» Aim of the exercise
Reproduce exactly the lines from the line containing "Can you find the distant house" through the end of the records below, including both ends, and nothing else.

----------

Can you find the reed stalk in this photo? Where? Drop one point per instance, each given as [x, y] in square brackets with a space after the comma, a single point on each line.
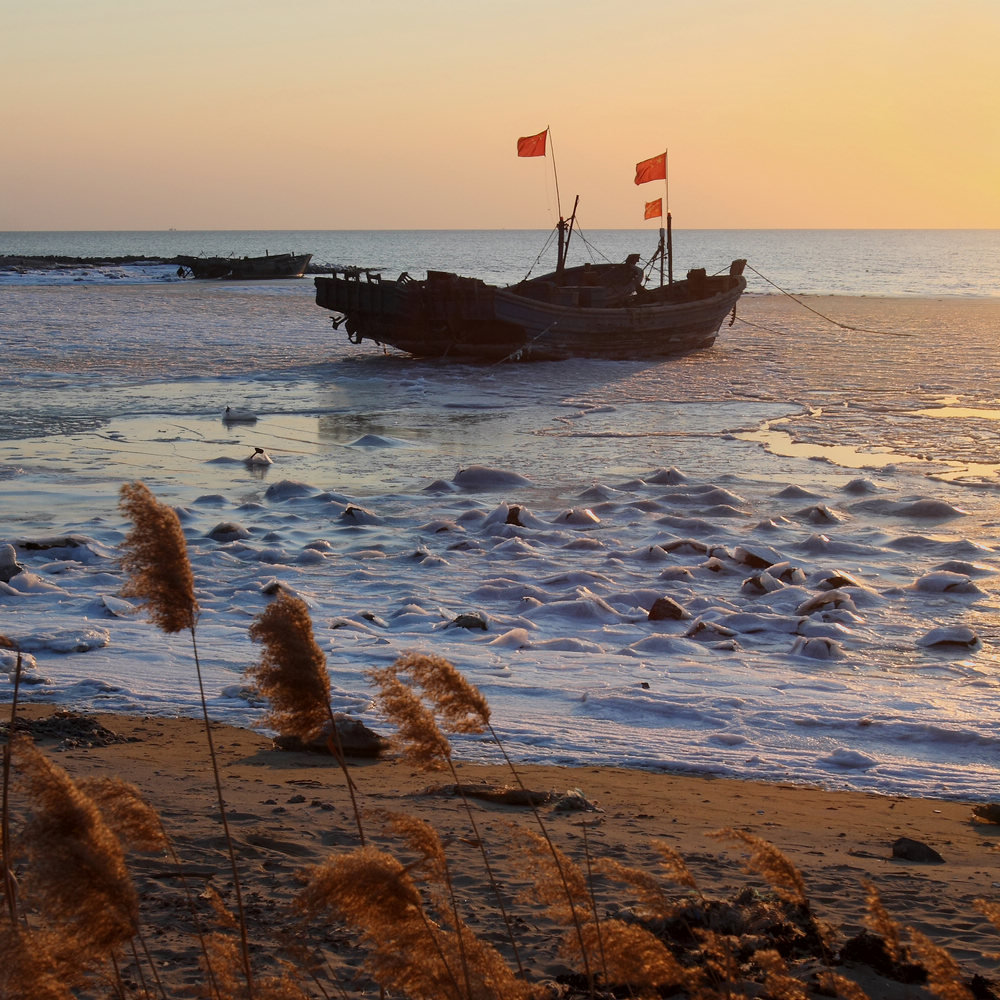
[292, 675]
[155, 559]
[9, 887]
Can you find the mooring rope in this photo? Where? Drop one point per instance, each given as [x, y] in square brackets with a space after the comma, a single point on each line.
[829, 319]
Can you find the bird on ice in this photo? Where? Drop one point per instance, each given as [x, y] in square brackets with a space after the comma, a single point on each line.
[234, 415]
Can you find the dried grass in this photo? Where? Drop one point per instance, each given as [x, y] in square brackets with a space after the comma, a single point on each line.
[155, 561]
[76, 882]
[292, 672]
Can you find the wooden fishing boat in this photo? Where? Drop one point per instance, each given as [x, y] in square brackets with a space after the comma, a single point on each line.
[279, 265]
[592, 311]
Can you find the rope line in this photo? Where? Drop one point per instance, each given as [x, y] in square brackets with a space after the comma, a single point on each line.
[843, 326]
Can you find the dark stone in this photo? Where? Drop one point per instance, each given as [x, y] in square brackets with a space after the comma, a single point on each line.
[988, 811]
[915, 850]
[228, 531]
[870, 949]
[470, 621]
[9, 566]
[667, 609]
[355, 737]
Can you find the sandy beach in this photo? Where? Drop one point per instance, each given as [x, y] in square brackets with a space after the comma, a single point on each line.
[289, 811]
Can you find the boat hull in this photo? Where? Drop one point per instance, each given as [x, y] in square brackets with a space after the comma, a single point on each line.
[448, 316]
[280, 265]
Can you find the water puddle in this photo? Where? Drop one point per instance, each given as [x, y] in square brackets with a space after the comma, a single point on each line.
[782, 443]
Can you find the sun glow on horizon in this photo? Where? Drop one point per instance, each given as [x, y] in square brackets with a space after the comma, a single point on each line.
[397, 115]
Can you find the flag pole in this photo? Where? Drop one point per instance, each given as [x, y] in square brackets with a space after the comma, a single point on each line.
[555, 173]
[563, 228]
[670, 239]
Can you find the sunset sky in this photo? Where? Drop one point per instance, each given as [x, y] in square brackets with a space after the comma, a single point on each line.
[383, 114]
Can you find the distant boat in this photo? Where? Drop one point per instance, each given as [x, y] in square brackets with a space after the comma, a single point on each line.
[279, 265]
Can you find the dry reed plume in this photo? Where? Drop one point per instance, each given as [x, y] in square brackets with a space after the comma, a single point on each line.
[76, 885]
[292, 675]
[407, 949]
[154, 558]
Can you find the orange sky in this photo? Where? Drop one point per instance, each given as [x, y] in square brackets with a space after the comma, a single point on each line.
[337, 114]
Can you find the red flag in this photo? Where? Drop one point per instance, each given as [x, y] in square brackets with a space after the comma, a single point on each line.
[532, 145]
[653, 169]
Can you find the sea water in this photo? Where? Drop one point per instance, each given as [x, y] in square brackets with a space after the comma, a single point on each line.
[850, 442]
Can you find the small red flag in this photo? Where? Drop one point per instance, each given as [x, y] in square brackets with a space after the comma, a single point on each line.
[653, 169]
[532, 145]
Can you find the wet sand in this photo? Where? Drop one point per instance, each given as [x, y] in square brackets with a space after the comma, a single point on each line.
[289, 810]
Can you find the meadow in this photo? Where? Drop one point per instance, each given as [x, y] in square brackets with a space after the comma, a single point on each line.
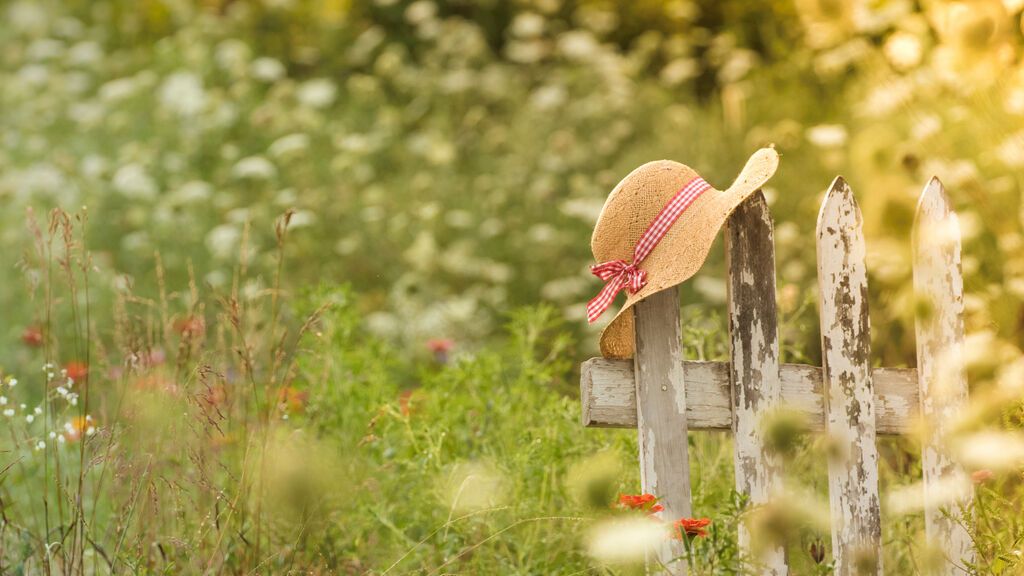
[299, 287]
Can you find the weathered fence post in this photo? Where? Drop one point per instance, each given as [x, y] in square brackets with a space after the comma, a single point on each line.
[853, 465]
[938, 284]
[754, 362]
[846, 398]
[660, 401]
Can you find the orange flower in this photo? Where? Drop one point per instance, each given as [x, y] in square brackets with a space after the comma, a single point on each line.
[77, 371]
[292, 401]
[645, 502]
[691, 528]
[33, 336]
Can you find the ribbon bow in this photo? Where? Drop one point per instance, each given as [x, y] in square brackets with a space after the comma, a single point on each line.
[620, 274]
[616, 275]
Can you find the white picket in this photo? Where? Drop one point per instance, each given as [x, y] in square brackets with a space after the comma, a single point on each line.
[754, 365]
[938, 284]
[660, 394]
[853, 466]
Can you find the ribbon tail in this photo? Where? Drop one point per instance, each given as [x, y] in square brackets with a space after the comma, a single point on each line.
[597, 305]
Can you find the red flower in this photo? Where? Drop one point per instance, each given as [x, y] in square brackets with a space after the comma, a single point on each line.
[77, 371]
[440, 348]
[406, 402]
[189, 326]
[33, 336]
[646, 502]
[292, 401]
[691, 527]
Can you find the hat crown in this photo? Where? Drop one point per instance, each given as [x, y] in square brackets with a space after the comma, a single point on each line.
[634, 204]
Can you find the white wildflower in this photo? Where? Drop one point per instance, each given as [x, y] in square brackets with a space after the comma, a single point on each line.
[134, 182]
[232, 54]
[421, 11]
[85, 53]
[292, 144]
[182, 93]
[679, 71]
[904, 50]
[826, 135]
[118, 89]
[190, 192]
[266, 69]
[223, 240]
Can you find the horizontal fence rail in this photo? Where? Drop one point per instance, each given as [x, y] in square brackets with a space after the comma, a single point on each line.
[609, 402]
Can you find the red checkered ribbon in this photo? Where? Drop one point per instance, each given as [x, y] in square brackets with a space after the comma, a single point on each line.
[620, 274]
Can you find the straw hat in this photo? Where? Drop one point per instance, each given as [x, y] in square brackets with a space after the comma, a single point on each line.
[664, 214]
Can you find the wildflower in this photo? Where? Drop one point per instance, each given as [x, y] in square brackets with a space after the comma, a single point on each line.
[645, 502]
[406, 402]
[440, 348]
[690, 527]
[817, 550]
[33, 336]
[318, 92]
[292, 400]
[134, 182]
[78, 426]
[77, 371]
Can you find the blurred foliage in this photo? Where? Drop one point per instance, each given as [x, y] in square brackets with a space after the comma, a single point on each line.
[449, 158]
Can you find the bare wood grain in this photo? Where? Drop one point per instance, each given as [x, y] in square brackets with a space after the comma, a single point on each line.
[853, 465]
[608, 395]
[660, 401]
[754, 365]
[938, 283]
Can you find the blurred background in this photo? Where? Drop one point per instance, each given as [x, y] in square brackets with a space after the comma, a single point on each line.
[449, 159]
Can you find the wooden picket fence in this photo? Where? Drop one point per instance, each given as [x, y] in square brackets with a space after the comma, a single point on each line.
[664, 396]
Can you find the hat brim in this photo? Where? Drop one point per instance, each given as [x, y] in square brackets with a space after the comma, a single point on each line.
[685, 247]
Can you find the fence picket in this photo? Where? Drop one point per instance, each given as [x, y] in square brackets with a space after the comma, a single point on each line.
[852, 402]
[665, 468]
[754, 362]
[853, 471]
[938, 283]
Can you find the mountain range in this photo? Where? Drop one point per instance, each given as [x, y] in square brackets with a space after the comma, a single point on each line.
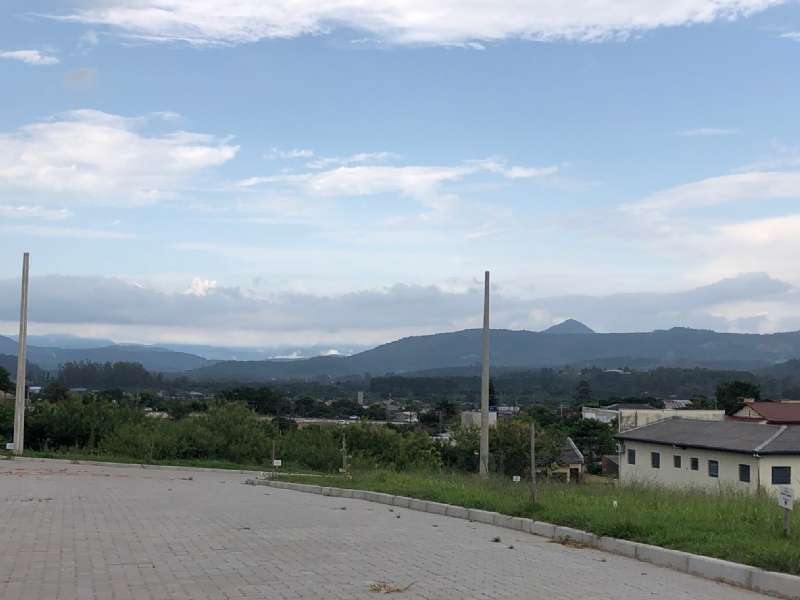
[153, 358]
[528, 349]
[568, 343]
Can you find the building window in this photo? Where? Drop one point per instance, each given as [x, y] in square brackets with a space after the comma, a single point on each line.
[781, 475]
[744, 473]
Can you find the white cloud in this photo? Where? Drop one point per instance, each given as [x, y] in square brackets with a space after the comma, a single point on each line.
[755, 185]
[412, 180]
[276, 153]
[237, 316]
[445, 22]
[31, 57]
[68, 232]
[361, 157]
[103, 158]
[21, 211]
[90, 38]
[201, 287]
[706, 132]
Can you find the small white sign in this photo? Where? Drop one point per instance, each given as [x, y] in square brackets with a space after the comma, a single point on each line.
[786, 497]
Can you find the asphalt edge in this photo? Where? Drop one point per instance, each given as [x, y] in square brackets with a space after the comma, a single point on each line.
[780, 585]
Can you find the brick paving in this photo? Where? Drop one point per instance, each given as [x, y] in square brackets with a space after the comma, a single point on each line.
[71, 532]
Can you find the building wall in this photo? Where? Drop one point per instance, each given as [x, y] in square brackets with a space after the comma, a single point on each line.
[472, 418]
[669, 475]
[598, 414]
[769, 461]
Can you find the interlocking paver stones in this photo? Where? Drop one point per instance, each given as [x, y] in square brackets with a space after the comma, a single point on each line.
[81, 532]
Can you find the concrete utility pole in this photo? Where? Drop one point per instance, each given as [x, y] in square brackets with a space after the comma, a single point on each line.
[534, 490]
[19, 406]
[484, 453]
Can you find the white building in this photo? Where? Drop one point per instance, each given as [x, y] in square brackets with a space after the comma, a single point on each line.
[630, 416]
[712, 455]
[472, 418]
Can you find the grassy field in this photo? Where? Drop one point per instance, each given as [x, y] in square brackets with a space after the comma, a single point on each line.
[740, 528]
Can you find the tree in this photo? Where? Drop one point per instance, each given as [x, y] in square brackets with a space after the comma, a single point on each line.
[375, 412]
[583, 393]
[732, 394]
[544, 416]
[5, 380]
[593, 439]
[55, 392]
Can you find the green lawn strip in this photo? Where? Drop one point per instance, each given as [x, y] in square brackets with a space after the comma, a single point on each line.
[736, 527]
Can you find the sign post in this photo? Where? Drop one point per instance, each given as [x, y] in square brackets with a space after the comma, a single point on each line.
[786, 502]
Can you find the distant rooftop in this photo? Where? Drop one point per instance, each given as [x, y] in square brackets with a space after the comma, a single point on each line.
[777, 412]
[731, 436]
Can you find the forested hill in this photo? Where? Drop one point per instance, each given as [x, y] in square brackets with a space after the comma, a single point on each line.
[152, 358]
[527, 349]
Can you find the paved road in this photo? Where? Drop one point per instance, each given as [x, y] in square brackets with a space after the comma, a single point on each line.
[86, 532]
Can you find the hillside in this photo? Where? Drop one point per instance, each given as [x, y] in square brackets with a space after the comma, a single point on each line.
[526, 349]
[152, 358]
[569, 327]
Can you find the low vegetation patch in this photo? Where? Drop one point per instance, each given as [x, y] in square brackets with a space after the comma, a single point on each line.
[735, 527]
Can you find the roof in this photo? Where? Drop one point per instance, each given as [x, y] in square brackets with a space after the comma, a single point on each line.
[777, 412]
[622, 406]
[730, 436]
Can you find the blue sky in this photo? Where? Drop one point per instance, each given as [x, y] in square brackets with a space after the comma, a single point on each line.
[246, 168]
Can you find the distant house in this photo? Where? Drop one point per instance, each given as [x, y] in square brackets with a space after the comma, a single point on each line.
[630, 416]
[779, 412]
[571, 462]
[472, 418]
[569, 467]
[677, 404]
[712, 455]
[610, 413]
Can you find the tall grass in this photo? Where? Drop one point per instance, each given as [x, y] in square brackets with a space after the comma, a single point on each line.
[730, 526]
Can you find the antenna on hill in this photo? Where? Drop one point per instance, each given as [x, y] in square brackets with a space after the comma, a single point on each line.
[484, 447]
[19, 404]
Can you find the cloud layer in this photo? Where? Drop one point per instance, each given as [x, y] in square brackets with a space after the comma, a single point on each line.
[105, 158]
[445, 22]
[31, 57]
[208, 313]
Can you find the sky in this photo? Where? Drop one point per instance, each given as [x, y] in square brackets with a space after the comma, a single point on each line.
[343, 172]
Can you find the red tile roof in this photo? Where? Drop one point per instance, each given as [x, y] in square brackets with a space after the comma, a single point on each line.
[778, 412]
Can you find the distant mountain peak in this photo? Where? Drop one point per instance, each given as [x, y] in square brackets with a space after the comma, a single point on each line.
[570, 326]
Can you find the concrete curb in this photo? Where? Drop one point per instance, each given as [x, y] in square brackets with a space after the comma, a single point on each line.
[744, 576]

----------

» Reply to the exercise
Can you find the distant house in this photo? Where? Drop one point per instance, each given as [x, y] in square brackets with a space after the comma, a single point on each line.
[630, 416]
[779, 412]
[571, 462]
[472, 418]
[569, 467]
[677, 404]
[712, 455]
[610, 413]
Can you find the tall grass in this photo? Where? Drop one point per instance, each given as [x, y] in square brackets with a space after the comma, a single point on each line.
[730, 526]
Can you find the antenna on hill in this photo? Where? Drop one point per instance, each given as [x, y] in square brackets with a space after the comma, a single point on each line.
[484, 447]
[19, 404]
Can you find the cloud layer in this photo? Where? Drop one point per instance, each given as [x, y] in square brackets with a space after the comma, a single point on each line.
[105, 158]
[445, 22]
[31, 57]
[208, 313]
Can you find the sky in this photo? Where? Drop one point per instance, each given as [x, y] in square brackets with a space after the comma, a single point on each line.
[343, 172]
Can you find the red tile roof in this photo? Where? Drop one point per instance, each given as [x, y] in square brackets with a space after the comma, a single point on each line.
[778, 412]
Can you find the distant mountain peak in this photo? Where? Drop one point per instance, each given as [x, y] in square brackets with a space after the comma, a single point on each line.
[570, 326]
Can you find the concrete curb in this photo? Where? Drop one point per instance, each given as [x, y] in square brackets with a space after the comma, a single point on each line.
[744, 576]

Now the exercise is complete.